(Data entries)
== == ==

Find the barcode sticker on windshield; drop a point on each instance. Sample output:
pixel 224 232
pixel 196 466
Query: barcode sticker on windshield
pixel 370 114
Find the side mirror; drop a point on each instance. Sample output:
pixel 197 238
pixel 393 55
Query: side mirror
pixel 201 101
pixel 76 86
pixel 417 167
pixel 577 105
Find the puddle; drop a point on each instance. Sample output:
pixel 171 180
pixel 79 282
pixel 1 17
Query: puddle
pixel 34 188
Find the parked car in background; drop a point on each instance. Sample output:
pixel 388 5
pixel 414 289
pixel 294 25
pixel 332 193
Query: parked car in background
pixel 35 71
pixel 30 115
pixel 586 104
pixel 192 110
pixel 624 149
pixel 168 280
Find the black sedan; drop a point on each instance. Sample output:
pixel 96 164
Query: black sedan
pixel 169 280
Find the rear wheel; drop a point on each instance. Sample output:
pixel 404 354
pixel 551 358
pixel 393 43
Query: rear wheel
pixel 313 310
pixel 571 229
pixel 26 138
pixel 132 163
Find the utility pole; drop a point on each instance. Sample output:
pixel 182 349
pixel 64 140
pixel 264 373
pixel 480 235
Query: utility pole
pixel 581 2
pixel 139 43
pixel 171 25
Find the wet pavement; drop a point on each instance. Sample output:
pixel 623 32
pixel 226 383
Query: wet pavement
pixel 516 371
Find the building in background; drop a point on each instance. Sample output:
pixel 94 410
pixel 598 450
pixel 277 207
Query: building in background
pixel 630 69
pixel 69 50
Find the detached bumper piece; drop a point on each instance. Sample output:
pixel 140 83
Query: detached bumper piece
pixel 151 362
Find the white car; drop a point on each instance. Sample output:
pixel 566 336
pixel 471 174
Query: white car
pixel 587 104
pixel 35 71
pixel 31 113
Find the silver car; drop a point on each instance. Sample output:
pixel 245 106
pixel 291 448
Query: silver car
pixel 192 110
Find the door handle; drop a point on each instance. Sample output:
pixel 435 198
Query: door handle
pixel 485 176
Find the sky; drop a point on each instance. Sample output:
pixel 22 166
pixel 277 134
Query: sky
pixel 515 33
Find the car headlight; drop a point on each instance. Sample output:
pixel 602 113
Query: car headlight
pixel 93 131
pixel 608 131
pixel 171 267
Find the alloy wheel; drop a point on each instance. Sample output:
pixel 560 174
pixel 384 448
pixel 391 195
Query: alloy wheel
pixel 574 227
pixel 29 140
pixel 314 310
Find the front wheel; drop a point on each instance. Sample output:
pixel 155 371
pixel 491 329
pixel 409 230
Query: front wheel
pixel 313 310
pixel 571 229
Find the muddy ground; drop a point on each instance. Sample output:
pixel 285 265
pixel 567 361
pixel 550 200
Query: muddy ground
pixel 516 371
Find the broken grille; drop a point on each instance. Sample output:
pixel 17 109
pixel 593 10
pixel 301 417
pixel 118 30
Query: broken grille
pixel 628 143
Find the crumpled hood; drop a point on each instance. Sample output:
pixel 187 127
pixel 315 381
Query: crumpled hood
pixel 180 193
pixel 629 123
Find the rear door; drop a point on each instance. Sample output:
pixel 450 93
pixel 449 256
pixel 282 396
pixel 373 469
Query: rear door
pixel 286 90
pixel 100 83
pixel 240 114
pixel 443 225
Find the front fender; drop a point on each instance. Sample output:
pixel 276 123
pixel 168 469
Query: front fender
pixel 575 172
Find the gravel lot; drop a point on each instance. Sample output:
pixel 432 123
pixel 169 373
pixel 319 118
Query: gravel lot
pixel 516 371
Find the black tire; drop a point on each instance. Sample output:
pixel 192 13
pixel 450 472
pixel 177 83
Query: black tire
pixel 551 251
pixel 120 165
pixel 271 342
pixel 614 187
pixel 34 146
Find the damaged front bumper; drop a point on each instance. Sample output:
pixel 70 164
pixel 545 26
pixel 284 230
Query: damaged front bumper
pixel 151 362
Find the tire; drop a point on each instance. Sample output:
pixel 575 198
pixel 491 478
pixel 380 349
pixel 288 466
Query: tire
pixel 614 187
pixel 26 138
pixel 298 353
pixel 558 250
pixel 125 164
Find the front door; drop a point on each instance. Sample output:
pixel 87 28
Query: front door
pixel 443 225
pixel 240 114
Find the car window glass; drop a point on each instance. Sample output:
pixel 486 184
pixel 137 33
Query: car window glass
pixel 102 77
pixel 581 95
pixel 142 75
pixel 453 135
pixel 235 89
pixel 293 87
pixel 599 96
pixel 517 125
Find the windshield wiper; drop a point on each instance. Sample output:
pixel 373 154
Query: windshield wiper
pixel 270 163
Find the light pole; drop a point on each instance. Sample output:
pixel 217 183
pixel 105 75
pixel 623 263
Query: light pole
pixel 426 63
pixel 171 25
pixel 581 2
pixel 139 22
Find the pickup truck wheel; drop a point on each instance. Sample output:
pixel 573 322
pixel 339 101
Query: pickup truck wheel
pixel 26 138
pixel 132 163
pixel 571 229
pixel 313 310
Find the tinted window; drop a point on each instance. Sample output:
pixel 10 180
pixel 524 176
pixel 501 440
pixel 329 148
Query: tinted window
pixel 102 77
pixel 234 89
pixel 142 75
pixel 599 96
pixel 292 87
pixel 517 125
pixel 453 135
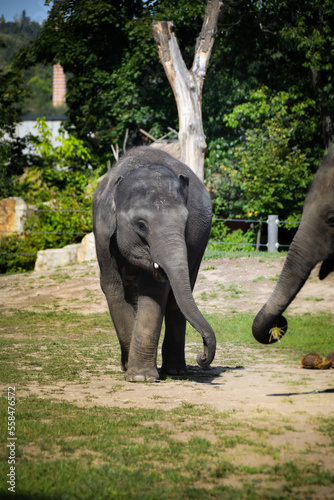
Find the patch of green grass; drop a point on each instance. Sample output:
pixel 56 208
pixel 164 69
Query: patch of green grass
pixel 209 268
pixel 68 452
pixel 214 252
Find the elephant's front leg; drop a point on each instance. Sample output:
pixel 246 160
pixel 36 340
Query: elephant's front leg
pixel 173 356
pixel 152 296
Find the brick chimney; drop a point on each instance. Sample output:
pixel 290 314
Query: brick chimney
pixel 59 86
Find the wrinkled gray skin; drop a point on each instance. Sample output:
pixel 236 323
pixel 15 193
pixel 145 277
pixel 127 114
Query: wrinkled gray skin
pixel 152 219
pixel 313 243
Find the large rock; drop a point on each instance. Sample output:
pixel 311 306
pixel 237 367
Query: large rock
pixel 56 257
pixel 71 254
pixel 86 250
pixel 12 214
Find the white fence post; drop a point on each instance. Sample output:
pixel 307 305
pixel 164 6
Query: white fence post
pixel 273 233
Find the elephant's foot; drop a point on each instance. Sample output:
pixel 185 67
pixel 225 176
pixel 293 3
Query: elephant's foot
pixel 173 368
pixel 142 375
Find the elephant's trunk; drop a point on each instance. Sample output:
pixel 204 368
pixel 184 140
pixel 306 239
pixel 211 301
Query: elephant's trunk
pixel 172 258
pixel 269 325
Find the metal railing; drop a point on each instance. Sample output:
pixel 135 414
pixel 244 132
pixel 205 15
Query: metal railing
pixel 272 222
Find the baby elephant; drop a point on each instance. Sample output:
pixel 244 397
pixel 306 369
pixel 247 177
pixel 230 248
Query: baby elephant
pixel 152 220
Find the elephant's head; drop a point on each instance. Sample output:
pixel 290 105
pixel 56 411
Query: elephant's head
pixel 150 206
pixel 313 243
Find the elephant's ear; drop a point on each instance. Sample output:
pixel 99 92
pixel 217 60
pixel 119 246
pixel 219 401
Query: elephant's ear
pixel 326 267
pixel 184 182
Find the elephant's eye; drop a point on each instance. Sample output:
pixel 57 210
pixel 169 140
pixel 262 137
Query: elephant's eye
pixel 330 219
pixel 141 225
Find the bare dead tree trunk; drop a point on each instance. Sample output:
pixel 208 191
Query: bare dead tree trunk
pixel 187 84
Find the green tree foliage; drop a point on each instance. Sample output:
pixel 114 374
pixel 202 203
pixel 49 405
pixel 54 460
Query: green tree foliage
pixel 117 80
pixel 59 185
pixel 265 171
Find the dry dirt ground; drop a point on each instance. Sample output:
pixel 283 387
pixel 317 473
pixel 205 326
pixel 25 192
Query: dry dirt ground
pixel 279 390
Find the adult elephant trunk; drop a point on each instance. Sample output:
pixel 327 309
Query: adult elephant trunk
pixel 269 325
pixel 172 258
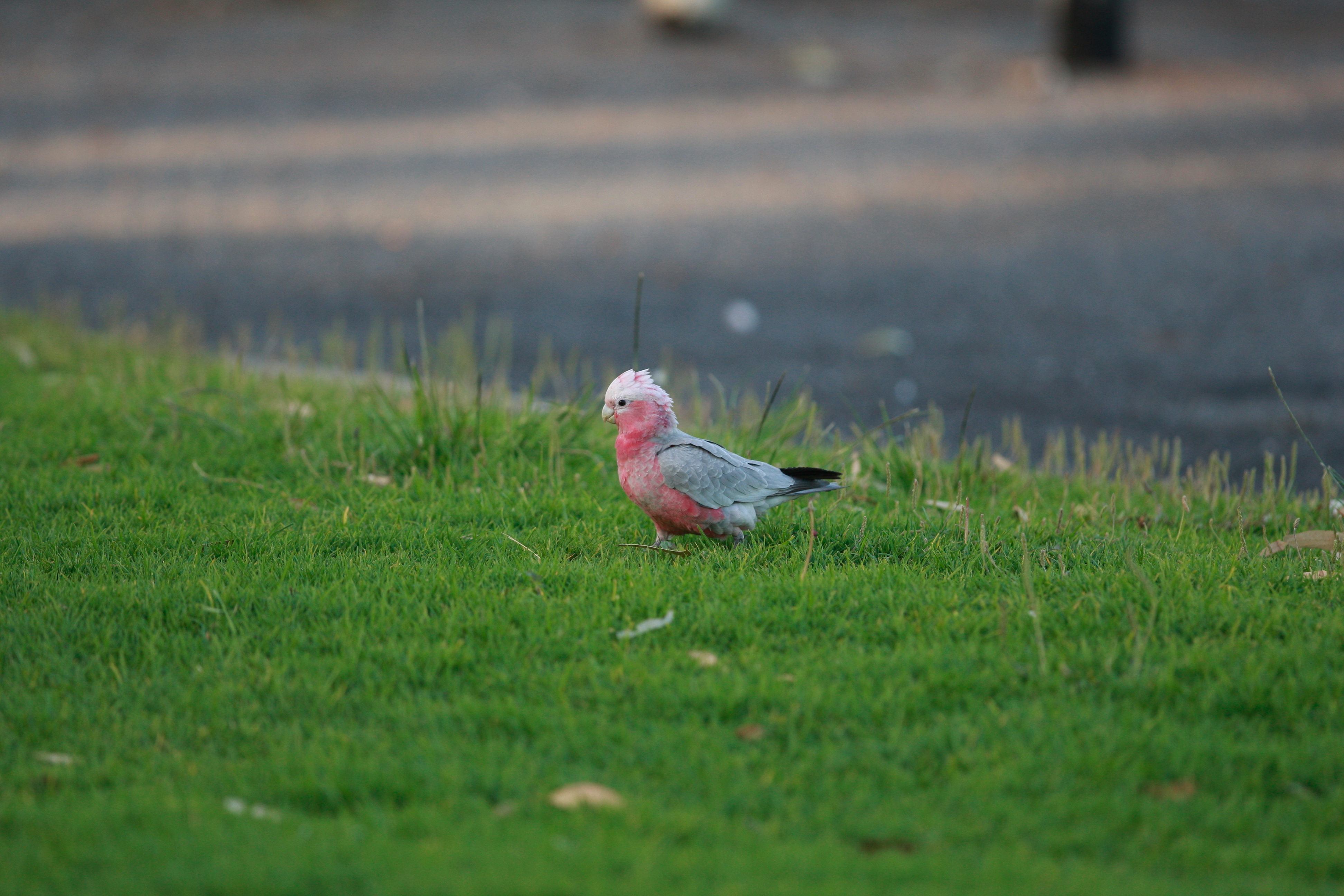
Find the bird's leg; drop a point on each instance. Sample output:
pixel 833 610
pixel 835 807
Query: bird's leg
pixel 662 539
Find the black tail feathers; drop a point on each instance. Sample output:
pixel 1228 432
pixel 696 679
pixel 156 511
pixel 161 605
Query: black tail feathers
pixel 810 473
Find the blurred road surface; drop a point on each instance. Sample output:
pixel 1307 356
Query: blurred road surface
pixel 896 202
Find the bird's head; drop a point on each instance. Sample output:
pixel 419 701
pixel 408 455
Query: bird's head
pixel 635 400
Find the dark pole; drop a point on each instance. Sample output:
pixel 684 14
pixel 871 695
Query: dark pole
pixel 1092 35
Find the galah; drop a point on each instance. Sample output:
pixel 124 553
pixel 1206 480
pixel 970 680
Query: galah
pixel 690 485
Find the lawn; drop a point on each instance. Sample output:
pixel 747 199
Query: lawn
pixel 300 633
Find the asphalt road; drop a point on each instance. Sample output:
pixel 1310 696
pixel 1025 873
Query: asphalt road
pixel 894 202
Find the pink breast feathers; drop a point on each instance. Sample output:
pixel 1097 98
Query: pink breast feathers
pixel 671 511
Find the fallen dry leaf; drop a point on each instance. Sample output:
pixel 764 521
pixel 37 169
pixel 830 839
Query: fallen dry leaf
pixel 54 758
pixel 1178 790
pixel 882 844
pixel 648 625
pixel 1319 539
pixel 750 732
pixel 585 793
pixel 237 806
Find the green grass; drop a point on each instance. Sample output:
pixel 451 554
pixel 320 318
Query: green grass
pixel 405 685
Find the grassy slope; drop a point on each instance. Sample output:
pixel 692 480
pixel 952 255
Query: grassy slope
pixel 382 668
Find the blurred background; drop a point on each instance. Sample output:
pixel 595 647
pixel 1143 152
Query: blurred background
pixel 1092 213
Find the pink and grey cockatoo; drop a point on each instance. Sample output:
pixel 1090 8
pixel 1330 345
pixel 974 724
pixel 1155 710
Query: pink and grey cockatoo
pixel 690 485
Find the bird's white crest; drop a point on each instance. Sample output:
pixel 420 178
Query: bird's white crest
pixel 637 386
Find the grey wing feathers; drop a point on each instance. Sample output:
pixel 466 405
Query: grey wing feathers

== == ==

Only the span from the line with "pixel 974 724" through the final line of the records goes in the output, each line unchanged.

pixel 974 724
pixel 1155 710
Query: pink and grey cockatoo
pixel 690 485
Find the bird's white crest; drop a point on each instance. Sample output:
pixel 420 178
Query: bird's white crest
pixel 637 386
Find the grey wing feathers; drop a point on each instance. Sample output:
pixel 466 405
Query: grey wing feathers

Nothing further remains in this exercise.